--- DATA PROVIDED ---
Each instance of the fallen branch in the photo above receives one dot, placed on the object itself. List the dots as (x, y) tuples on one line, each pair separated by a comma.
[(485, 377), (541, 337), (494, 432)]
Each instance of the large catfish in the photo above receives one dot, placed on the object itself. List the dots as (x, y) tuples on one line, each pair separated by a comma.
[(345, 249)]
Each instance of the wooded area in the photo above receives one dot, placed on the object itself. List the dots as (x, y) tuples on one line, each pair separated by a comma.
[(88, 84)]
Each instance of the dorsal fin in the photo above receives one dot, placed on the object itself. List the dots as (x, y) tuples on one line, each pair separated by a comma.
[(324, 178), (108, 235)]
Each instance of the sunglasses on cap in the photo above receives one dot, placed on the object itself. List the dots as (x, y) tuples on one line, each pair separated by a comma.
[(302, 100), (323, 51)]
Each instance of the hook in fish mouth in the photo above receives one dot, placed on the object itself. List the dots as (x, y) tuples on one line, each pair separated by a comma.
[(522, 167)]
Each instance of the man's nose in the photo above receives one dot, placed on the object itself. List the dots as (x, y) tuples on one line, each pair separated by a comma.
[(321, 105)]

--- THE REQUEST ---
Render every line of the material above as a numbered list, skipping any blank lines.

--- COMPLETE OUTPUT ---
1. Each instance of the fallen branch in the photo above receives one dot, placed on the object itself. List the dots as (x, y) tuples on one line, each pair separated by a comma.
2. [(485, 377), (541, 337), (494, 432)]
3. Each instance of the large catfish in the photo above receives one dot, placed on the object itself. List the dots as (x, y) tuples on one line, each pair separated by a comma.
4. [(345, 249)]
5. Each instance of the wooded area in the photo above receives one dot, placed on the object itself. List the dots as (x, y) tuples on one line, each pair separated by a comma.
6. [(88, 84)]
7. Each instance of the dorsal fin in the photo above receives one dot, placed on the object itself. List the dots as (x, y) tuples on one line, each pair separated by a comma.
8. [(324, 178), (108, 235)]
9. Each instance of the sunglasses on cap in the photo above receives one dot, placed on the object itself. List the dots as (x, y) tuples on one line, each pair separated by a comma.
10. [(302, 100), (323, 51)]
11. Each instance of the hook in fish mouth in the photo above receives one dot, placed on the object itself. List the dots as (x, y) tuples on one line, each pair separated by a comma.
12. [(522, 167)]
13. Each instance of the man's nose in the photo above receives one dot, placed on the object itself. List the dots as (x, y) tuples on one line, each pair separated by a comma.
14. [(321, 105)]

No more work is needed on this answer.